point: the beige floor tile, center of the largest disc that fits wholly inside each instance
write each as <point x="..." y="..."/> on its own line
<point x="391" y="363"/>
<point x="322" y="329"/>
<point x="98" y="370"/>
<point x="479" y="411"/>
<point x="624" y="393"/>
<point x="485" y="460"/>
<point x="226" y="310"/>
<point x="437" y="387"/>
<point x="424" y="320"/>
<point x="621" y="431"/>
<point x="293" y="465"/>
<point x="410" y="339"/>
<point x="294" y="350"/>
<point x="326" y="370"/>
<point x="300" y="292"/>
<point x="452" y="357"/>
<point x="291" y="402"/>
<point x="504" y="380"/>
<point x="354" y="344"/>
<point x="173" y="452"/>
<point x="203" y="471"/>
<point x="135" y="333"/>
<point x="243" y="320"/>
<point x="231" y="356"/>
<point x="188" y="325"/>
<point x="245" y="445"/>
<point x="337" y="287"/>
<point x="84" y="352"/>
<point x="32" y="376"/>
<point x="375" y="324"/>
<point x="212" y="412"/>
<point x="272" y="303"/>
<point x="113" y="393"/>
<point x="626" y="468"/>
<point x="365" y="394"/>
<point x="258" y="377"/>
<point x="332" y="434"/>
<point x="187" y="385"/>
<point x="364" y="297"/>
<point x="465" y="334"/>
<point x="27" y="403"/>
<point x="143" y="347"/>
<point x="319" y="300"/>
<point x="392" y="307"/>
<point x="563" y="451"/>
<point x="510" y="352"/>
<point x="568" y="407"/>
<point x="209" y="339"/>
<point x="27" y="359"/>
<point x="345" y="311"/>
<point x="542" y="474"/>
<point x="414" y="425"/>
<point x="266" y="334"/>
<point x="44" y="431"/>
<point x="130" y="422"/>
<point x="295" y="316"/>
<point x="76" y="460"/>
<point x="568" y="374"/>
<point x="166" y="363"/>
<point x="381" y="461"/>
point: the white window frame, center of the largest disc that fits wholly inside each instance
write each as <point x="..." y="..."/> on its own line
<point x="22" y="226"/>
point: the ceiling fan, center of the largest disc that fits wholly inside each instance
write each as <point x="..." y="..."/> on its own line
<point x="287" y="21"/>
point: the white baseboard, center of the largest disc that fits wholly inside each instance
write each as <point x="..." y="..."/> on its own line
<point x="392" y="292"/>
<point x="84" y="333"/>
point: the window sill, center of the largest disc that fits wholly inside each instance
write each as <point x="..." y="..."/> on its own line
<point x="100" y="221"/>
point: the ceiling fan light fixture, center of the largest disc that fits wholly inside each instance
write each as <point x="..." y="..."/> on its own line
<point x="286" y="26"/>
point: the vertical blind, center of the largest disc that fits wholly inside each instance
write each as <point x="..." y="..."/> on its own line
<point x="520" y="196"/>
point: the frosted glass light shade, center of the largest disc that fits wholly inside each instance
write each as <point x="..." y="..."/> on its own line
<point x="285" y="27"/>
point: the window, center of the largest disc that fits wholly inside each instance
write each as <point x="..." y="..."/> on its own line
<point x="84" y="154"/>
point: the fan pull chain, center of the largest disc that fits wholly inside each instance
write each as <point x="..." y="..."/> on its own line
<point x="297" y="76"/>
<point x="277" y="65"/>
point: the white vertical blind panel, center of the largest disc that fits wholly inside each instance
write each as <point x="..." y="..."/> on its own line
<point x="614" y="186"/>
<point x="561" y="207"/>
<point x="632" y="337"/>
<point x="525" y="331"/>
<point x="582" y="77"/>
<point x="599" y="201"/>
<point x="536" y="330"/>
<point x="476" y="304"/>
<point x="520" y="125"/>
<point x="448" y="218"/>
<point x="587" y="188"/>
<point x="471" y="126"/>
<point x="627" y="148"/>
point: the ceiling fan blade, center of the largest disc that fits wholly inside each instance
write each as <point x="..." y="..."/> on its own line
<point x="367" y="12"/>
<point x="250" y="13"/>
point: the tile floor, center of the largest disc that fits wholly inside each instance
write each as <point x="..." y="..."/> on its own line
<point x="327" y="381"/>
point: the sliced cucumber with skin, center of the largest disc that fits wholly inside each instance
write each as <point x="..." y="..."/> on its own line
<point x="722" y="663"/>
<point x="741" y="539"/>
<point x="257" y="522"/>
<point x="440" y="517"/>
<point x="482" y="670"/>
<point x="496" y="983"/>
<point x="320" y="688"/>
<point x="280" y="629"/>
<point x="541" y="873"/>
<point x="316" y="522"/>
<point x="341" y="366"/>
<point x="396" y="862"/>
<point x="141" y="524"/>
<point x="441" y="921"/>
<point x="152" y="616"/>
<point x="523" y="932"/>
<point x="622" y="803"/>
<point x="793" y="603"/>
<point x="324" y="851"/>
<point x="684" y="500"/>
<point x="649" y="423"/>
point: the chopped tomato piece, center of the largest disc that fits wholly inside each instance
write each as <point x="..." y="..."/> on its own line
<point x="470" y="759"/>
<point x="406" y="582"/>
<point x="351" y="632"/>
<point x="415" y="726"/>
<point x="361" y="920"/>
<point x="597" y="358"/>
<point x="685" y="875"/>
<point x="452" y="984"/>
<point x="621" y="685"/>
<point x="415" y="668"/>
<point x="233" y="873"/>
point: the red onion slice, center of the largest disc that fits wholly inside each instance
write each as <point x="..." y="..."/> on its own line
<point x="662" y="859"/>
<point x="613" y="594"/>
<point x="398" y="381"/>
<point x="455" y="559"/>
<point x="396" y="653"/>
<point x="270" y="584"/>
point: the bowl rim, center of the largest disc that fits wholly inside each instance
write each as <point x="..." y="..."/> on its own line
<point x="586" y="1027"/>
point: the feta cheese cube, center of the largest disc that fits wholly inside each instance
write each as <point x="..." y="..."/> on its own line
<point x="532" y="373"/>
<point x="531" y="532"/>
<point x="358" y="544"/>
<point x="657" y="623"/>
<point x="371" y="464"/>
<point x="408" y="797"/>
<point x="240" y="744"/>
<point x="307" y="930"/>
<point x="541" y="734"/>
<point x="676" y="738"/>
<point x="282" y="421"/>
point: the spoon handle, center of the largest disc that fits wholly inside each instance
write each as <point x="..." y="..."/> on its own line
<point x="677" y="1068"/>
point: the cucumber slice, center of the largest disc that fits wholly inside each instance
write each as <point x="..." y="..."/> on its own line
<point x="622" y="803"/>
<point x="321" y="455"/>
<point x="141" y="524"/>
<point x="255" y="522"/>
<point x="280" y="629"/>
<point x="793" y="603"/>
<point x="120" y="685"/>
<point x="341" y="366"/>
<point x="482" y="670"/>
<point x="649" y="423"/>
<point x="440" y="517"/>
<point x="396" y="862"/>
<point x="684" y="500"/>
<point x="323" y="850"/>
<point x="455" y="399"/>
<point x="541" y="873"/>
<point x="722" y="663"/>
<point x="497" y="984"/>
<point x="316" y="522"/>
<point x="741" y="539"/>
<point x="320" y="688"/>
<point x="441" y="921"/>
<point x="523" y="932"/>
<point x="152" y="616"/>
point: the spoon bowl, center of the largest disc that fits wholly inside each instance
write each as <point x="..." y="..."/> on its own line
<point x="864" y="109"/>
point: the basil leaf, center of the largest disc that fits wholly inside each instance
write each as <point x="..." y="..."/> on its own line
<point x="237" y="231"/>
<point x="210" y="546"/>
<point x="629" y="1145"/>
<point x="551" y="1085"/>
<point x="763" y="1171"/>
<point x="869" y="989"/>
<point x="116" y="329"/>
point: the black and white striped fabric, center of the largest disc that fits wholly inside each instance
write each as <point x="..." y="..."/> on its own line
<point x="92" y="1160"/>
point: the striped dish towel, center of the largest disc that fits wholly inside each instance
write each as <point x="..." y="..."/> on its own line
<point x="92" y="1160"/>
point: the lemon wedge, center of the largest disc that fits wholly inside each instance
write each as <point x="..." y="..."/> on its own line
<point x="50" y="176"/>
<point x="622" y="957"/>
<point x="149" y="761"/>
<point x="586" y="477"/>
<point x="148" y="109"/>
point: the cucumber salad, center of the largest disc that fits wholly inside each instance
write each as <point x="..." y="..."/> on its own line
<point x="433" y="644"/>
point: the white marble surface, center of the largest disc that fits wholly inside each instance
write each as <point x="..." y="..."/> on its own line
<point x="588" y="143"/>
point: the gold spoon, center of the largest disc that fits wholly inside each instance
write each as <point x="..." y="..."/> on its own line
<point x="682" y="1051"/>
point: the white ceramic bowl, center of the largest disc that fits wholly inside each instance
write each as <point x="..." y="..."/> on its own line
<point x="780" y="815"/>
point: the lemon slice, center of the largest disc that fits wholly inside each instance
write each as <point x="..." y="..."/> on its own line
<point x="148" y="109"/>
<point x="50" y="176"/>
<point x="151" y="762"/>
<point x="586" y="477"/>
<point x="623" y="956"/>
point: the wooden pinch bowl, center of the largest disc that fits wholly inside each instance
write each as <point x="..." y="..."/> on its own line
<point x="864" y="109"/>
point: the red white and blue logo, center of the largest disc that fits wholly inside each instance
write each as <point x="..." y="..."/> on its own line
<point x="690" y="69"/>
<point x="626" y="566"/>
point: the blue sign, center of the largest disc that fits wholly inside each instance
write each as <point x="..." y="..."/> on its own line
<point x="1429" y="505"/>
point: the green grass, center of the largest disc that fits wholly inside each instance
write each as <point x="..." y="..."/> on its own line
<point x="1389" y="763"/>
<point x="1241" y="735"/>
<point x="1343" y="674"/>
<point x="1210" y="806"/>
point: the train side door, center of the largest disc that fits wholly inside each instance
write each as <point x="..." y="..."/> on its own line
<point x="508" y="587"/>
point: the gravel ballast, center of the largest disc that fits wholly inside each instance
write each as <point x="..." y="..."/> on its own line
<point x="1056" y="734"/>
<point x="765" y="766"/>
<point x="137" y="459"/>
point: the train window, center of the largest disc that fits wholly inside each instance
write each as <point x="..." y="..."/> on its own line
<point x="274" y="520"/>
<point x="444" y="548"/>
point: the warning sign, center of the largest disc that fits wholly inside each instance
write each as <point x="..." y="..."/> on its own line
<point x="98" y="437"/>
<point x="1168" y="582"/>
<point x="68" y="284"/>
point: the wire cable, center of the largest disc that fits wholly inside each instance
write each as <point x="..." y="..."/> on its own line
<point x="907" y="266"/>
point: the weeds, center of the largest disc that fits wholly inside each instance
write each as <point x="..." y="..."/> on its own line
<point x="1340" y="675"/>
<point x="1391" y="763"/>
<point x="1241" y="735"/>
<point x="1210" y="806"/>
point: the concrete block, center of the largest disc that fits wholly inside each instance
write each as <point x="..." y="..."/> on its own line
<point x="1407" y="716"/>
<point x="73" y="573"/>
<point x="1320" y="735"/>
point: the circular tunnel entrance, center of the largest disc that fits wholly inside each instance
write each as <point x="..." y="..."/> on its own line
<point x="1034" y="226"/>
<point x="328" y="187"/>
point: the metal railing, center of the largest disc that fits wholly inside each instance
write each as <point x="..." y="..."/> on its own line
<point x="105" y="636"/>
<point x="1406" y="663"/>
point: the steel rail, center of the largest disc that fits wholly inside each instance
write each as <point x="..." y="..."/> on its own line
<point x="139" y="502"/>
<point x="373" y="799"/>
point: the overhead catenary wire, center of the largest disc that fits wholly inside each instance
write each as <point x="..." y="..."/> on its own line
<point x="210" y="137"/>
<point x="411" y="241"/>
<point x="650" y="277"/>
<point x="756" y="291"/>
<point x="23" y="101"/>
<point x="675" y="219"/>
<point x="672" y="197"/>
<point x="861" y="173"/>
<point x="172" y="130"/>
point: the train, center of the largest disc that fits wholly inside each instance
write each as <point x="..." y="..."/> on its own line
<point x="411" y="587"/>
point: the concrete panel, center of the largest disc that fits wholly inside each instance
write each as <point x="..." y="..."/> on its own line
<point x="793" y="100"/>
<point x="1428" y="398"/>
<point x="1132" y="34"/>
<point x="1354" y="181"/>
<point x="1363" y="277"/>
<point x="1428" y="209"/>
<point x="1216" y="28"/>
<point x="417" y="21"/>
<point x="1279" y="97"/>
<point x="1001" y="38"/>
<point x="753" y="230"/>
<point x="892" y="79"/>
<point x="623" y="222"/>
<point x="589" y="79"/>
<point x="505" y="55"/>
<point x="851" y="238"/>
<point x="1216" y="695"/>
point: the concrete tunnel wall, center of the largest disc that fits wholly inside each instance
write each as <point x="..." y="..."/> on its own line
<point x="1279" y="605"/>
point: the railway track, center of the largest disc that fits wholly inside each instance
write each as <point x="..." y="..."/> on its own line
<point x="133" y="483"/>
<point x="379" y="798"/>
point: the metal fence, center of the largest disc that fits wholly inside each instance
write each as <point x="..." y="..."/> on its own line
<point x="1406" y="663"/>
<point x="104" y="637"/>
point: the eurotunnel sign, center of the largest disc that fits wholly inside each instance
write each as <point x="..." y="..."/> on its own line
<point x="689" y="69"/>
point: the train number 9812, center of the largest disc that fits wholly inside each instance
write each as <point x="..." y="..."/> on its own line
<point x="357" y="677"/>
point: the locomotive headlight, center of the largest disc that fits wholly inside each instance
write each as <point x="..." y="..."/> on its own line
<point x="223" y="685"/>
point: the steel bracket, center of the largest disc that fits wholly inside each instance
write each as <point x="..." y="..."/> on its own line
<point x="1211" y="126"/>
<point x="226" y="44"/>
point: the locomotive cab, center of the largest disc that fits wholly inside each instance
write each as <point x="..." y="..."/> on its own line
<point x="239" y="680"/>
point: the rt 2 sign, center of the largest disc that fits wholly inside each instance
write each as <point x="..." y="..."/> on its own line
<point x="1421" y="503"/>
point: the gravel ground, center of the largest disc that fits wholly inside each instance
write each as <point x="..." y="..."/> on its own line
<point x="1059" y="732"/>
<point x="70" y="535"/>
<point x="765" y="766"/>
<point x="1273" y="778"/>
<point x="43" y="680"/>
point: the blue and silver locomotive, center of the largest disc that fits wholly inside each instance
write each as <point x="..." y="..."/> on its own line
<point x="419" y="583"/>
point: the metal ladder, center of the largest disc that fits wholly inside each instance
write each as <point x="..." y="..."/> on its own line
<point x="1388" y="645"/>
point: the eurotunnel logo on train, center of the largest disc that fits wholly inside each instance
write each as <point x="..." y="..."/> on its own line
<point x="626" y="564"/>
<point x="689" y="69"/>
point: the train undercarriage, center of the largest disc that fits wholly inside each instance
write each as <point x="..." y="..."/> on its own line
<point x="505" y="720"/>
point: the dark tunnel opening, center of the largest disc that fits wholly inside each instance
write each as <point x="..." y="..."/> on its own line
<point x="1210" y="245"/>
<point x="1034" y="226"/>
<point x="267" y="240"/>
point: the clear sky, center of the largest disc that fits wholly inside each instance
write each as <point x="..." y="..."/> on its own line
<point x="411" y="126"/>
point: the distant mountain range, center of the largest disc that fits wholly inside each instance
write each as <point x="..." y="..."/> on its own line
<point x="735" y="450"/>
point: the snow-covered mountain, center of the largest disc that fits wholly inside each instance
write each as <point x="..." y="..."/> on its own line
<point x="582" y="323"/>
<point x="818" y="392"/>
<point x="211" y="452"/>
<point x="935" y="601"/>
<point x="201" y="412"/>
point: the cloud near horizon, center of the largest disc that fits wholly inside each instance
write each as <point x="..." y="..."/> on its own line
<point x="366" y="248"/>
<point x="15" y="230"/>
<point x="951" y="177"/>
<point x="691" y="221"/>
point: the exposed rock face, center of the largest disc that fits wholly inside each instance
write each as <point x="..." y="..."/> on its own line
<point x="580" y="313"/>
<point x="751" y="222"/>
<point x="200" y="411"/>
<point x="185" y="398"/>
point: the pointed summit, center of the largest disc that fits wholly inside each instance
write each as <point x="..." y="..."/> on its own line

• • •

## Work to complete:
Please work out how many lines in the records hold the string "gravel", and give only the number.

## Reply:
2